▸ Sección de texto:
Hace casi un año acompañé a Inés García, mi compañera en Punzadas, a Santiago de Compostela. Le habían invitado a participar en el décimo encuentro de Cultura y Ciudadanía, organizado por el Ministerio de Cultura, que, según dice en su página web, busca “promover la participación ciudadana en cultura”. El encuentro estaba impecablemente organizado y fue muy interesante.

En una de las mesas, los organizadores hablaban de cómo había cambiado el paradigma cultural en los últimos diez años y hacían algo de autocrítica: quizás los ponentes que veis en el escenario sean de orígenes diversos, pero mirad entre el público, ¿qué veis?

Efectivamente, los asistentes al encuentro parecíamos todos cortados por el mismo patrón (o, por lo menos, por un puñado de patrones). ¿Dónde estaba entonces esa diversidad que tanto perseguían y persiguen los gestores y organizadores culturales? ¿Cómo conseguirla sin caer en el paternalismo?

Hay una conversación que no dejo de tener con personas cercanas, con amigos que también trabajan en el mundo cultural y con familiares que a ratos no entienden del todo lo que hacemos.

Cuando intento explicar que creo que los jóvenes, aun con la complicada herencia de precariedad e inestabilidad que nos han dejado, tenemos el deber de hacer las cosas mejor de lo que se han hecho hasta ahora, la respuesta por parte de “mis mayores” es casi siempre la misma: “Pero, Paula, ¡las cosas están ahora mucho mejor que hace unos años!”.

Quizás precisamente esa sea la clave: hacer un esfuerzo por buscar y encontrar el talento fuera de nuestros propios círculos

Sí, claro, les compro que es más fácil acceder a trabajos en el mundo cultural ahora que hace dos décadas, pero eso no quita que haya dinámicas que sigan reproduciendo las mismas barreras y los mismos abusos que se han dado siempre. Los favores, las redes de contactos, el infame networking, y, llevado todo esto al extremo, el nepotismo y el privilegio.

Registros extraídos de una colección
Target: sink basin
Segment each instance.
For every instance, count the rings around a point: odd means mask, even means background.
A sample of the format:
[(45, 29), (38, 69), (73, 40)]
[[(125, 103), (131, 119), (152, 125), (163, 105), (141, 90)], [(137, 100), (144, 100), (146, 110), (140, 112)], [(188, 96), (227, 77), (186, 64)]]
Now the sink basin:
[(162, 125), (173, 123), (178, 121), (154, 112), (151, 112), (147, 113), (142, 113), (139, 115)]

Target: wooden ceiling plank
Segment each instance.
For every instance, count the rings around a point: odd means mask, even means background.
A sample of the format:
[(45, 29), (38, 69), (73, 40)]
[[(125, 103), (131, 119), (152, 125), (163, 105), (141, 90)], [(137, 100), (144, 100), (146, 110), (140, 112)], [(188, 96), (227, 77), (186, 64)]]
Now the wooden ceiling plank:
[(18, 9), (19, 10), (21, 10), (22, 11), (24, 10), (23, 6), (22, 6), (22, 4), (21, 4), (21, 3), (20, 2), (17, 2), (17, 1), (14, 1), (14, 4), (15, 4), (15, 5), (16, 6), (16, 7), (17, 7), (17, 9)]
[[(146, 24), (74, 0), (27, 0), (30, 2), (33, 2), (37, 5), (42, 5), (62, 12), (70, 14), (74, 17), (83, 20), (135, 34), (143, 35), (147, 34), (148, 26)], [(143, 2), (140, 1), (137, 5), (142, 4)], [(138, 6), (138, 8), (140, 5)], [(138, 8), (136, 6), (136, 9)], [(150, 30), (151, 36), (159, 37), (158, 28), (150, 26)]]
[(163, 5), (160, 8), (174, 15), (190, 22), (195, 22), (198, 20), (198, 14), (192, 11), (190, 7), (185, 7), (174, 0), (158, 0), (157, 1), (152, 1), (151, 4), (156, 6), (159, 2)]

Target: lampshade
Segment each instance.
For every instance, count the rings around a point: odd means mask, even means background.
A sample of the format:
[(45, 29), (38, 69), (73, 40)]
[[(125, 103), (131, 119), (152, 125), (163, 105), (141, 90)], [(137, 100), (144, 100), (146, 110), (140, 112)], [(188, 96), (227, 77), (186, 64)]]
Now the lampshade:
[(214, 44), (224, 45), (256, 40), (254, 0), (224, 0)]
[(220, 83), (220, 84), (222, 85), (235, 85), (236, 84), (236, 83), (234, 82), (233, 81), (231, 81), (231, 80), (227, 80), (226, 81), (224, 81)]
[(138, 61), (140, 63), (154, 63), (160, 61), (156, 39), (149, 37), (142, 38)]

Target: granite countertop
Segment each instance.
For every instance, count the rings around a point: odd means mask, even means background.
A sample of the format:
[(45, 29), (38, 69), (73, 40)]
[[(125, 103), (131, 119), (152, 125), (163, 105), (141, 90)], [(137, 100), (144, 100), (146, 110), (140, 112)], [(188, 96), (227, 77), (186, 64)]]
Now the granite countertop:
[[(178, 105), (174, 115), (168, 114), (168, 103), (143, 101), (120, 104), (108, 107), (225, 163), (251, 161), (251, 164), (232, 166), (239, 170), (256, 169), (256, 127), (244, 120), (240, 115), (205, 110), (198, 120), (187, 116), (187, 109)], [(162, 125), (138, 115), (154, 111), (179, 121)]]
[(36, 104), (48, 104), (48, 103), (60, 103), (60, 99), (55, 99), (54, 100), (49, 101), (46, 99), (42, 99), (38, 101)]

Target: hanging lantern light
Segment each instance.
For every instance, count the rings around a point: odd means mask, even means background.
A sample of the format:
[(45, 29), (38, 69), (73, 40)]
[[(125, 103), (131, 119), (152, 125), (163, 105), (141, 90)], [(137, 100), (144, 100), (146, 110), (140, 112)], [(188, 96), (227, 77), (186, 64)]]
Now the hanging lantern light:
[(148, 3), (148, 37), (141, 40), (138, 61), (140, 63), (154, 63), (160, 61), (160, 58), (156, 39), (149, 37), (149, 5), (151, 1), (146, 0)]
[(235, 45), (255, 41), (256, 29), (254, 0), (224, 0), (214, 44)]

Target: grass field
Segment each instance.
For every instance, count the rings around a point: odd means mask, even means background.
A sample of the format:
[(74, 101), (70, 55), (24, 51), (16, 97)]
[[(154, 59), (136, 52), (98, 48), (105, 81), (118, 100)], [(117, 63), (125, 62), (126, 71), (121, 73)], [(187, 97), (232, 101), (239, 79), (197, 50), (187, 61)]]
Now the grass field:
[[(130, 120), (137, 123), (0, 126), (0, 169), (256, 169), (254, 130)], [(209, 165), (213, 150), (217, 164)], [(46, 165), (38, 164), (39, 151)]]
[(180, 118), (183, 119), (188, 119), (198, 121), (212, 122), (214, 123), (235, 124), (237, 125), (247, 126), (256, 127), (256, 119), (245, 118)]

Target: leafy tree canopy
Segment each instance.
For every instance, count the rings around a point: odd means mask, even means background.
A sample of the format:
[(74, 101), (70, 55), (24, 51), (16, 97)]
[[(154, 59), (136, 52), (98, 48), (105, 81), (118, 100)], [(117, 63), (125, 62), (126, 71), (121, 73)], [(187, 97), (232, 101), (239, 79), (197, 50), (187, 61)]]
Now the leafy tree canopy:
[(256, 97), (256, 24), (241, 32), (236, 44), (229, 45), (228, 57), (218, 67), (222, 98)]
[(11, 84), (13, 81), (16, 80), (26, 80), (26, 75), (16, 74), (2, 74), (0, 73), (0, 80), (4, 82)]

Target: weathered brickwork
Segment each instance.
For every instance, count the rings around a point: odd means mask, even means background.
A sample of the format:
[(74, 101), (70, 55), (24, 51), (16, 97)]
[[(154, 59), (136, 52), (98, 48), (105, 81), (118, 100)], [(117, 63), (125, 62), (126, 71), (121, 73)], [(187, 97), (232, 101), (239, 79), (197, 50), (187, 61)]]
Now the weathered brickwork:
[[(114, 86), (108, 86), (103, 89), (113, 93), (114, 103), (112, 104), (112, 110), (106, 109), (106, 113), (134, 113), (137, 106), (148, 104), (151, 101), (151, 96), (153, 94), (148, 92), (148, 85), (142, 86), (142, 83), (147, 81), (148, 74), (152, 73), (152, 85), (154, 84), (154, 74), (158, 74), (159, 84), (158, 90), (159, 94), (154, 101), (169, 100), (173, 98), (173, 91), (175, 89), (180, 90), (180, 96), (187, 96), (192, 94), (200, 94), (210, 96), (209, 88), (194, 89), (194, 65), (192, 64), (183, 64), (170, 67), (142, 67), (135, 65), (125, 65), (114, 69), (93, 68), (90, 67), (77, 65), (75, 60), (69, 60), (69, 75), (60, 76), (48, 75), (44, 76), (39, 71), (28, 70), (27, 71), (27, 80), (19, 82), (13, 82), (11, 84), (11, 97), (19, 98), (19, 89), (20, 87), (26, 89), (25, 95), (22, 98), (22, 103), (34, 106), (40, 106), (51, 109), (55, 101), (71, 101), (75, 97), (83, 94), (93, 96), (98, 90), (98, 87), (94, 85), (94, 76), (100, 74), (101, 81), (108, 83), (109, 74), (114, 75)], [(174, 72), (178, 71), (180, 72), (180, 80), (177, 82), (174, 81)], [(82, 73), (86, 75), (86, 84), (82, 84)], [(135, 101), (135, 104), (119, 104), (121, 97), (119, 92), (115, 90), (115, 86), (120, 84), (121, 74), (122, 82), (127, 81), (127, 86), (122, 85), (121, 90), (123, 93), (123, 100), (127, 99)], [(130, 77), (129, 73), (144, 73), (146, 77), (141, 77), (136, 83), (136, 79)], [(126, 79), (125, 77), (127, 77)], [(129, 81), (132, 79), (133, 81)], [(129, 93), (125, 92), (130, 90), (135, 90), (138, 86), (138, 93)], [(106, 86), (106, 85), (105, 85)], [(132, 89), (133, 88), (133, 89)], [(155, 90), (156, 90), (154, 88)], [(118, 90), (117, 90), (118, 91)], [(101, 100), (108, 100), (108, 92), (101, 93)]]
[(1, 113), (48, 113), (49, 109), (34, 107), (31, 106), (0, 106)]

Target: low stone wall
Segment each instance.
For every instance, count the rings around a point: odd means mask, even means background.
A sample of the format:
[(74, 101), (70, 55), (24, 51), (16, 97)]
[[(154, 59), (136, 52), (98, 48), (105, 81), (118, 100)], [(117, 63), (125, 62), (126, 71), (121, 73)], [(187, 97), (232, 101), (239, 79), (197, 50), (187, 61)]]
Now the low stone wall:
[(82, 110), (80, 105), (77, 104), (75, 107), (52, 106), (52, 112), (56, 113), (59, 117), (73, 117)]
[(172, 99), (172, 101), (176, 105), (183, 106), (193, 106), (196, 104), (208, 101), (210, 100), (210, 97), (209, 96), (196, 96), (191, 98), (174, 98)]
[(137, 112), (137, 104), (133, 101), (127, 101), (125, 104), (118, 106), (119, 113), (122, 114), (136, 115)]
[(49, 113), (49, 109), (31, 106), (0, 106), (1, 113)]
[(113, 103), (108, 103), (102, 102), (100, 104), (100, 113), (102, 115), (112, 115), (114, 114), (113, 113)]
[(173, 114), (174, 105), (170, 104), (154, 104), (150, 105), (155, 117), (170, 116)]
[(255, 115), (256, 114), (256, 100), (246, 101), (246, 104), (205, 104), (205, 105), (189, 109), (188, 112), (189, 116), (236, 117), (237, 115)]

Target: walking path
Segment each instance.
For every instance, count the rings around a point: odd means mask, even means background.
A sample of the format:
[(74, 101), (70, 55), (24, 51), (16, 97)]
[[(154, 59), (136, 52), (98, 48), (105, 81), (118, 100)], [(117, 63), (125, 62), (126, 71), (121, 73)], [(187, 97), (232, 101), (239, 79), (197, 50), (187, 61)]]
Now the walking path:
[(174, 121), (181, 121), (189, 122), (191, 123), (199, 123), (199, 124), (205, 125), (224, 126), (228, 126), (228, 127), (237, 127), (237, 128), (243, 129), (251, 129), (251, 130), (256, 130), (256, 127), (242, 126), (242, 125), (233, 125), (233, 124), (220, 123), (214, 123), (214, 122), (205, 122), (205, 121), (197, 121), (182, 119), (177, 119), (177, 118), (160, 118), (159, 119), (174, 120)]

* * *

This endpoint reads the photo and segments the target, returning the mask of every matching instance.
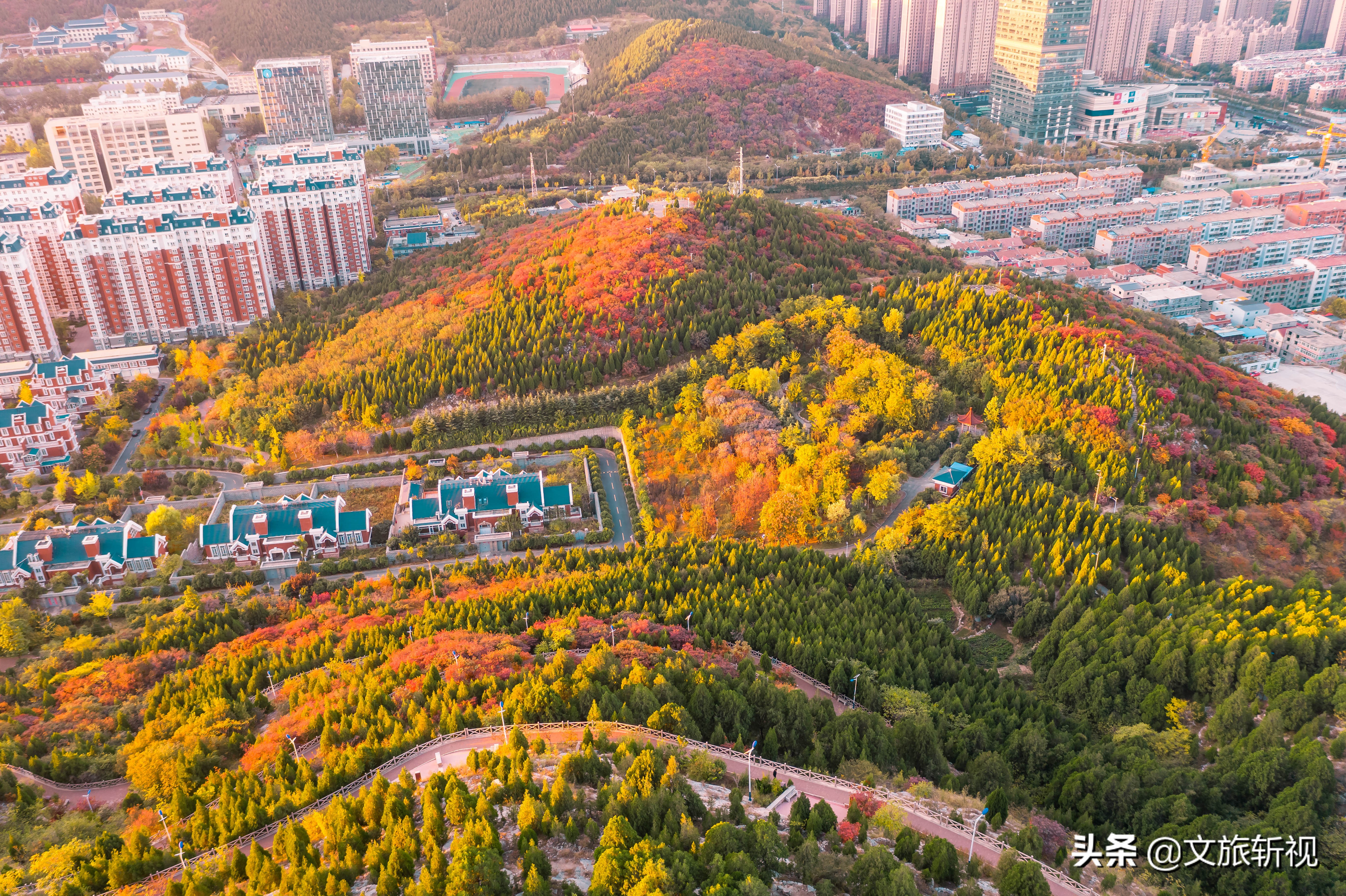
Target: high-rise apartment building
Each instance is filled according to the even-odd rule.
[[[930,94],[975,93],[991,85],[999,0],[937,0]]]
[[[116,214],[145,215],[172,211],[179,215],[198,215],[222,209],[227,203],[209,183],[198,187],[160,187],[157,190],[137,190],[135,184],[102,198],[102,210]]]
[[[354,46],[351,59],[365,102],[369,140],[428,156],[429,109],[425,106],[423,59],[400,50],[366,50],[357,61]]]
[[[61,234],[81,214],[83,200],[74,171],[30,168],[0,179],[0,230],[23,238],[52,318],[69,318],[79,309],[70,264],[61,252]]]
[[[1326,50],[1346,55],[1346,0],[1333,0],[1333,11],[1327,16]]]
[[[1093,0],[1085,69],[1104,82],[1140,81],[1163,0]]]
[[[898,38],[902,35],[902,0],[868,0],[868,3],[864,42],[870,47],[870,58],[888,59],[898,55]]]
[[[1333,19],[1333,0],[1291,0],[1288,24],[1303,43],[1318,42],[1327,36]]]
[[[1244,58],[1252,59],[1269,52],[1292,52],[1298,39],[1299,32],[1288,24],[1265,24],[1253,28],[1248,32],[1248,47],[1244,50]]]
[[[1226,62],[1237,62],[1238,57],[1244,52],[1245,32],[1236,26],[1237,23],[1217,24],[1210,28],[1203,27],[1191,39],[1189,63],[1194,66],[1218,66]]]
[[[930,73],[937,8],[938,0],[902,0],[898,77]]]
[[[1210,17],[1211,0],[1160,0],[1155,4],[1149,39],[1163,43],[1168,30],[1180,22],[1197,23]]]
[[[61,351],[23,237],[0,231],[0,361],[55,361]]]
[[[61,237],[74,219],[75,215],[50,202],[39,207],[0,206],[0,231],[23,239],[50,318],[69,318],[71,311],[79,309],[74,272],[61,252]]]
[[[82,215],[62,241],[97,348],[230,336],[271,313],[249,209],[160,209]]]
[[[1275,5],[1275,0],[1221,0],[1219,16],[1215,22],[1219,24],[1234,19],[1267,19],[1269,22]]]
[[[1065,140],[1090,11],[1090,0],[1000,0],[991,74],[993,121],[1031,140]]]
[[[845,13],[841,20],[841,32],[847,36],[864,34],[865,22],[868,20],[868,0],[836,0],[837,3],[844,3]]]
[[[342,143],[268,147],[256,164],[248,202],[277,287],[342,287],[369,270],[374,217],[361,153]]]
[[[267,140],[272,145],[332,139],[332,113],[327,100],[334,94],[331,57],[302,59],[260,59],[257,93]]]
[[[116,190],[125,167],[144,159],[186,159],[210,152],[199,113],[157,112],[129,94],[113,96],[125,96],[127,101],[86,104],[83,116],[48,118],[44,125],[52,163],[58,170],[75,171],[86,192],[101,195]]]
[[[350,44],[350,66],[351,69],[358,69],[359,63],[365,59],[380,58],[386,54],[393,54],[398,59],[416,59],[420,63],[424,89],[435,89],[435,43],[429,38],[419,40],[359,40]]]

▸ Qué se pide: Indica si cada afirmación coincide con el texto sobre la diversidad en el mundo cultural, respondiendo sí o no y citando textualmente las palabras del texto que lo deciden. (a) El encuentro de Santiago de Compostela era el décimo de Cultura y Ciudadanía. (b) El encuentro estaba mal organizado. (c) El encuentro lo organizaba una universidad.

▸ Resultado de la tarea:
(a) Sí: "el décimo encuentro de Cultura y Ciudadanía".
(b) No: "El encuentro estaba impecablemente organizado y fue muy interesante."
(c) No: "organizado por el Ministerio de Cultura".